- **Page excerpt**
[Start of section]

Transfection of CGNs. Cells were transfected immediately after isolation using the Mouse Neuron Nucleofector kit (Amaxa, Gaithersburg, MD). Briefly, 3-5 × 106 cells were centrifuged and resuspended in transfection buffer. DNA was added, and samples were transferred to electroporation cuvettes. Program O-05 was then run on the samples in the Amaxa Nucleofector device. Samples were then diluted with DMEM with 10% calf serum before being split onto four to six wells of 24-well plates or one or two 6 cm plates. Cells were allowed to settle onto coverslips and plates for 2-3 h, then the cell media were replaced with FM media. Cells were then cultured for 2 d before harvesting.
Immunofluorescent staining of CGNs. Samples were stained for immunofluorescence essentially as described previously (Zhao et al., 2001). When samples were harvested, the poly-d-lysine-coated coverslips were rinsed with PBS and fixed with 4% paraformaldehyde. They were washed, then permeabilized with 0.2% Triton X-100. Samples were blocked with 5% NGS and incubated with primary antibody overnight at 4°C. Sections were then washed, incubated with secondary antibody, washed again, stained with Hoechst dye, and mounted with Fluoromount-G.

[End of section]

- **Work request**
According to the methods excerpt, which program was run on the samples in the Amaxa Nucleofector device? Rely solely on the methods excerpt when answering.

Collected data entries
[Start of section]

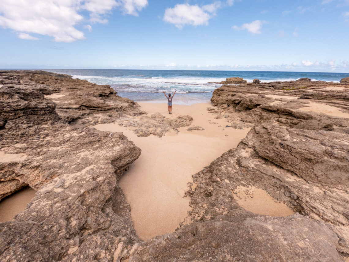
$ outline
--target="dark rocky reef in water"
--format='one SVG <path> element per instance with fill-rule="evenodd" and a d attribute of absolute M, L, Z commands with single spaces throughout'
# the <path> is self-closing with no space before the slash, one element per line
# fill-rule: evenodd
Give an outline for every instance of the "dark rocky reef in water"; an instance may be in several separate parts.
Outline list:
<path fill-rule="evenodd" d="M 88 127 L 142 114 L 137 104 L 66 75 L 0 72 L 1 151 L 22 154 L 0 162 L 0 196 L 27 185 L 38 190 L 26 209 L 0 223 L 0 260 L 344 261 L 349 118 L 304 109 L 315 103 L 349 114 L 348 87 L 303 79 L 217 89 L 211 112 L 251 129 L 193 175 L 187 220 L 143 242 L 117 184 L 140 150 L 121 133 Z M 142 123 L 175 128 L 190 117 L 168 123 L 154 115 Z M 246 211 L 233 197 L 242 185 L 263 189 L 297 213 Z"/>

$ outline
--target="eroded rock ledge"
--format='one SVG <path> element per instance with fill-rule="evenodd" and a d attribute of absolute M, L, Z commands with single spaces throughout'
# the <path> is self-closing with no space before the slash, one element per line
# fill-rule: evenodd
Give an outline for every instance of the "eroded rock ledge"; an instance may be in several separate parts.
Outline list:
<path fill-rule="evenodd" d="M 107 86 L 66 75 L 1 72 L 0 83 L 0 147 L 7 156 L 0 160 L 0 198 L 27 185 L 38 190 L 14 220 L 0 223 L 0 260 L 125 256 L 140 240 L 117 182 L 141 150 L 121 133 L 110 137 L 68 122 L 112 121 L 140 114 L 138 105 Z M 64 108 L 44 97 L 59 91 L 60 101 L 69 100 Z"/>
<path fill-rule="evenodd" d="M 216 89 L 216 117 L 252 129 L 193 176 L 186 193 L 193 210 L 180 228 L 143 243 L 129 261 L 347 260 L 348 87 L 302 79 Z M 305 110 L 313 103 L 330 107 L 330 114 Z M 297 213 L 247 211 L 234 198 L 242 185 L 262 189 Z"/>
<path fill-rule="evenodd" d="M 0 260 L 344 261 L 348 87 L 303 79 L 216 89 L 212 113 L 252 128 L 237 148 L 193 175 L 187 221 L 142 242 L 117 185 L 140 150 L 122 134 L 88 127 L 142 114 L 136 103 L 66 75 L 0 72 L 0 146 L 7 159 L 13 156 L 0 163 L 0 197 L 27 185 L 38 190 L 25 210 L 0 223 Z M 143 122 L 156 122 L 156 129 L 164 123 L 150 118 Z M 298 213 L 247 211 L 233 197 L 242 185 Z"/>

[End of section]

- **Answer for the task**
Program O-05.